**Goal of the exercise:** Transcribe each of the records below exactly, excluding all pictures.

======== Records

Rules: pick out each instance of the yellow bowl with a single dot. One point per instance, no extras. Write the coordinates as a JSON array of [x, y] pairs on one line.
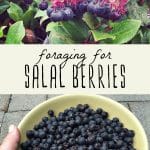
[[58, 104]]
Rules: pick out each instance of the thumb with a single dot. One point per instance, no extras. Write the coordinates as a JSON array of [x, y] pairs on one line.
[[11, 140]]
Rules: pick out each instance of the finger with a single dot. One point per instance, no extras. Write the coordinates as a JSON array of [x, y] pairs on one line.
[[11, 140]]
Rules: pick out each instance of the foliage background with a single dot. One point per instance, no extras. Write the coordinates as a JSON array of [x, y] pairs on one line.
[[20, 23]]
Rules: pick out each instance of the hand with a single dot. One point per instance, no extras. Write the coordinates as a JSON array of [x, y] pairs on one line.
[[12, 139]]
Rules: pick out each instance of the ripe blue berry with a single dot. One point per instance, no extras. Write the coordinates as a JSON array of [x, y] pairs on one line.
[[68, 13], [57, 15], [43, 5], [28, 2], [49, 11], [79, 128]]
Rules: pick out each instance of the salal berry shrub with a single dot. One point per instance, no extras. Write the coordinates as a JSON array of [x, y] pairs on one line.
[[64, 10]]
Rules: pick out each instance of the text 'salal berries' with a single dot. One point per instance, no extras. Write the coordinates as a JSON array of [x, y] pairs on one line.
[[43, 5], [28, 2]]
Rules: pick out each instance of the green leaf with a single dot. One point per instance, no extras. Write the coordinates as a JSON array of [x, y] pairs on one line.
[[4, 4], [146, 37], [124, 31], [15, 12], [90, 20], [29, 16], [138, 12], [98, 35], [1, 31], [15, 33]]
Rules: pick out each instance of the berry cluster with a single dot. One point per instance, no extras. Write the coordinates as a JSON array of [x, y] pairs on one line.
[[62, 10], [79, 128]]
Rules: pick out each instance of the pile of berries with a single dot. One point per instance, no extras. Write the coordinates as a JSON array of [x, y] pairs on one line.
[[63, 10], [79, 128]]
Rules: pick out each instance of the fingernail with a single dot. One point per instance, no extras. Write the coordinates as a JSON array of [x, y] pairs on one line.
[[11, 128]]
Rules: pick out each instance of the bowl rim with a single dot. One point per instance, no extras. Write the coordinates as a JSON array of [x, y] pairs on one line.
[[128, 112]]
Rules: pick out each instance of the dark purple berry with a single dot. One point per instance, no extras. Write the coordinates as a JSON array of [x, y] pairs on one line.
[[49, 11], [43, 5], [68, 13], [57, 15], [28, 2]]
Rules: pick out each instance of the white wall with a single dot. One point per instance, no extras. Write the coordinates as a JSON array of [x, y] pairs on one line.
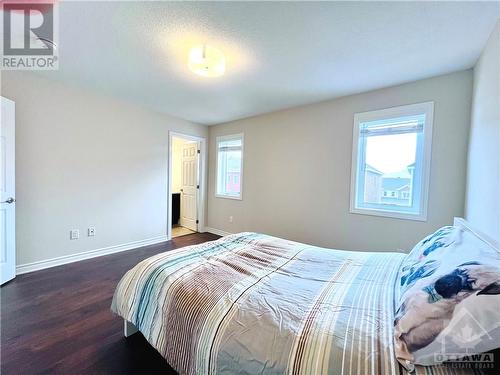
[[84, 159], [297, 169], [483, 174]]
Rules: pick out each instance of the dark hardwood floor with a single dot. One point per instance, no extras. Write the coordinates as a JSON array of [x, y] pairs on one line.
[[59, 320]]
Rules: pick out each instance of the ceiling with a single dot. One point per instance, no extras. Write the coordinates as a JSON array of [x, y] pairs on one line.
[[279, 54]]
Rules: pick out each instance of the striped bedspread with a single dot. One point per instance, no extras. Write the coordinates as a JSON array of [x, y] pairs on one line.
[[254, 304]]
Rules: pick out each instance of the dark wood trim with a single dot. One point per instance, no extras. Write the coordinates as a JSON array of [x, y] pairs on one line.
[[58, 320]]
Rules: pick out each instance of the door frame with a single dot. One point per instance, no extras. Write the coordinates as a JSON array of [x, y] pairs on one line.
[[202, 177]]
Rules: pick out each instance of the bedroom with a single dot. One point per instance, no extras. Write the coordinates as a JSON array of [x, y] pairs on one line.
[[287, 102]]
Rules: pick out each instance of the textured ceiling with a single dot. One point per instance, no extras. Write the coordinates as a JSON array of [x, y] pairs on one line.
[[279, 55]]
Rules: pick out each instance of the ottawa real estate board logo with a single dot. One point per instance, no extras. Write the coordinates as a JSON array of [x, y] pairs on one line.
[[29, 35]]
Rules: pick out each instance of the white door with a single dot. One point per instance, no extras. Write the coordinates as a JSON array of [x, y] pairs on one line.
[[189, 186], [7, 190]]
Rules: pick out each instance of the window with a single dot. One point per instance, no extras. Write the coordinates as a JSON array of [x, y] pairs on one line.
[[229, 166], [391, 161]]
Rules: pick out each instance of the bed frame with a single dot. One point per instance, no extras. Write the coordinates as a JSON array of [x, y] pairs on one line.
[[129, 329]]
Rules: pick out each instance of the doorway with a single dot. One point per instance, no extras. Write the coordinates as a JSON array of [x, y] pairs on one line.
[[186, 185]]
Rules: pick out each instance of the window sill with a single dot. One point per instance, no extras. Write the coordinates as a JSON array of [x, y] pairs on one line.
[[228, 197], [389, 214]]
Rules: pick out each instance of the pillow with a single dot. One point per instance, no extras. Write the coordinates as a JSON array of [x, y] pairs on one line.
[[449, 299]]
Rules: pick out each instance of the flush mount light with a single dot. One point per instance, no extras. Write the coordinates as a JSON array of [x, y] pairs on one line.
[[207, 61]]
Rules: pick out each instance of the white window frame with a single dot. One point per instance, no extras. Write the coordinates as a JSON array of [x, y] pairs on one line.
[[217, 141], [426, 108]]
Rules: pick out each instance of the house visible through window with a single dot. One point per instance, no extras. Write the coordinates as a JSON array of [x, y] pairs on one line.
[[391, 161], [229, 166]]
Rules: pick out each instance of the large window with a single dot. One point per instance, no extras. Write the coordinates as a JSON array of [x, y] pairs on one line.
[[229, 166], [391, 161]]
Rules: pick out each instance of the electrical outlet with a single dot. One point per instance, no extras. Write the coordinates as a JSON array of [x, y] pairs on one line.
[[74, 234]]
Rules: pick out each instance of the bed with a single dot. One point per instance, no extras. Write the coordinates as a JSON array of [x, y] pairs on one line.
[[250, 303]]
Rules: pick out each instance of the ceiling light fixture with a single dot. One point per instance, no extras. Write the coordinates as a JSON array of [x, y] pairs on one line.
[[207, 61]]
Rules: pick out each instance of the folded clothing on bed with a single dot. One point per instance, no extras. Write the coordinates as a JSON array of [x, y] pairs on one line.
[[254, 304]]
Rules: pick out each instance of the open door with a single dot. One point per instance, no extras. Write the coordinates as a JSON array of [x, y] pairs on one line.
[[7, 190], [189, 186]]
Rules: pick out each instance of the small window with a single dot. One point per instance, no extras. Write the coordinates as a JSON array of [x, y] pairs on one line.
[[229, 166], [391, 161]]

================

**Exercise response:**
Rules: pick out each instance of the yellow bowl with a single dot. One point per instance, no extras. Write the coordinates as a JSON array of [x, y] pairs on one line.
[[58, 104]]
Rules: pick out each instance of the thumb with a single dot. One point per instance, no extras. Write the coordinates as a JSON array of [x, y] pairs on one line.
[[11, 140]]
Rules: pick out each instance of the finger with a single dot. One point per instance, no extras. Write the coordinates as a JSON array of [x, y] pairs on one line.
[[11, 140]]
Rules: pick out each instance of the foliage background with a single dot. One point per instance, no extras. Write the coordinates as a JSON array of [x, y] pairs on one line.
[[20, 23]]
Rules: pick out each instance of the hand with a single dot. One point per instance, no extras. Write the coordinates as a JSON array of [x, y] pairs on one line.
[[12, 139]]
Rules: pick out each instance of the ripe blue berry with a single dot. One point per instance, no extras. Write the coordinates as a JSON array of [x, y] pairs on one line.
[[68, 13], [57, 15], [43, 5], [28, 2], [49, 11], [79, 128]]
Rules: pick out each instance of the salal berry shrub with a single dot. One point per instance, no extras. Write the coordinates as a JSON array of [x, y] pairs on one line.
[[64, 10]]
Rules: pick out each instance of the text 'salal berries' with a single dot. One point per instance, no extras. Write the coordinates as a JSON array of [x, y] pairs on one line.
[[43, 5], [28, 2]]
Rules: pick out each instance of the green leaf with a single dot. One point per instance, no extras. Write the coordinates as a JSON array of [x, y] pairs on one line.
[[4, 4], [146, 37], [124, 31], [15, 12], [90, 20], [29, 16], [138, 12], [98, 35], [1, 31], [15, 33]]
Rules: pick out each instance of the berry cluster with a single dot. One point per instance, no extras. Write the coordinates as a JSON array of [x, y] pairs on one line.
[[62, 10], [79, 128]]
Rules: pick out each instance of the pile of berries with a single dot. One point per instance, no extras. Write the coordinates as a JSON array of [x, y] pairs on one line.
[[63, 10], [79, 128]]
Rules: pick out each instance of the fingernail with a single dot. One point per instance, no extras. Write the coordinates as a JSON array of [x, y] pairs on one line.
[[11, 128]]
Rules: pick out each instance of the bowl rim with a single dot. One point per instance, no extras. Write the coordinates as a JSON array of [x, y] pairs on one line.
[[128, 112]]
Rules: pick out each instance of the dark purple berry with a single dot. One point per instance, no extras. Write the coordinates as a JSON array of [x, y] pairs on one line.
[[49, 11], [43, 5], [68, 13], [57, 15], [28, 2]]
Rules: pick out each instance of the white wall with a single dot. One point per instance, no extras. Write the coordinates as a JSON array of [x, y] pairs on one line.
[[84, 159], [297, 169], [483, 174]]
Rules: pick out each instance of the dark hardwood floor with a single dot. One point per instance, no extras. Write the coordinates as a JSON array of [x, y] pairs on one line.
[[59, 320]]
Rules: pick out each instance of the ceiling with a single dot. One point per instance, no extras. Write the coordinates as a JSON array of [x, y] pairs on one line.
[[279, 54]]
Rules: pick out each instance of the striped bedspread with a single dot. One point per instance, no extras. Write the coordinates as a JSON array of [x, y] pairs on one line.
[[254, 304]]
Rules: pick out each instance of the dark wood trim with a single dot. One point per instance, no extras. Write the coordinates as a JSON array of [x, y] pairs on one line.
[[58, 320]]
Rules: pick out each instance of the door frame with a single dot. One point per instance, no extras. Write the coordinates as a JSON array of [x, y] pairs on one line.
[[202, 177]]
Rules: pick out each instance of the bedroom with a single dot. One point per instance, no extras. Write the coordinates as a JSON array of [x, y] pairs on one line.
[[287, 102]]
Rules: pick out each instance of the textured ceiling with a single dot. One point per instance, no extras. Write the coordinates as a JSON array of [x, y] pairs on one line.
[[279, 55]]
Rules: pick out each instance of the ottawa real estate board logo with a single dot. One point per instance, no extras. Write the coordinates as a JSON array of [x, y] pairs on one line.
[[29, 35]]
Rules: pick out each instance of the white door with a single dot. One point per instance, no extras. Write the coordinates as a JSON array of [x, y] pairs on one line.
[[189, 186], [7, 190]]
Rules: pick out each instance of the window with a single dot. One point per instance, no extras. Write the coordinates as a JSON array of [x, y] pairs on one line.
[[229, 166], [391, 161]]
Rules: pick out each instance of the bed frame with a single dot. One point per instance, no extras. Write the coordinates as a JSON array of [x, y] pairs on one line.
[[129, 329]]
Rules: pick out each instance of the doorway with a single dot. One point per instance, no extras. Write the coordinates as a JSON array of [x, y] pairs on one line.
[[186, 185]]
Rules: pick out each instance of the window sill with a single dot. One point per instance, no extras. Write the coordinates as a JSON array of [x, y] pairs on one line.
[[228, 197], [389, 214]]
Rules: pick out each instance of the pillow with a single dot. One point per instance, no extras. Write the coordinates as a JSON array of [x, y] pairs on one line.
[[449, 299]]
Rules: pick out each instance of the flush mount light with a single dot. One point per instance, no extras. Write the coordinates as a JSON array of [x, y] pairs on one line.
[[207, 61]]
Rules: pick out each instance of the white window frame with a single dot. One point per instance, no extras. Write the coordinates as a JSON array of [x, y] pairs on one line.
[[217, 141], [426, 108]]
Rules: pick out each instance of the house visible through window with a single dot. One point per instance, no extras. Write the coordinates as a JSON array of [x, y] pairs on one line.
[[391, 161], [229, 166]]
Rules: pick out each instance of the large window with a single dot. One point per instance, no extras. Write the coordinates as a JSON array of [x, y] pairs on one line.
[[229, 166], [391, 161]]
Rules: pick out each instance of the electrical outlet with a single dot. One point per instance, no extras. Write the coordinates as a JSON array of [x, y] pairs on one line.
[[74, 234]]
Rules: pick out each instance of the bed with a single dot. One point per instance, no extras. Write the coordinates as a JSON array of [x, y] pairs on one line.
[[250, 303]]
Rules: pick out each instance of the ceiling light fixture with a single dot. One point per instance, no extras. Write the coordinates as a JSON array of [x, y] pairs on one line.
[[207, 61]]
Rules: pick out each instance of the folded clothing on bed with a single dot. One point per instance, no extras. Write the coordinates as a JSON array of [x, y] pairs on one line.
[[254, 304]]
Rules: pick out each instance of the open door with a single dot. One point per instance, no extras. Write the coordinates as a JSON array of [x, y] pairs on one line.
[[7, 190], [189, 186]]
Rules: pick out each instance of the small window with a single dot. One point per instance, no extras. Write the coordinates as a JSON array of [x, y] pairs on one line.
[[229, 166], [391, 161]]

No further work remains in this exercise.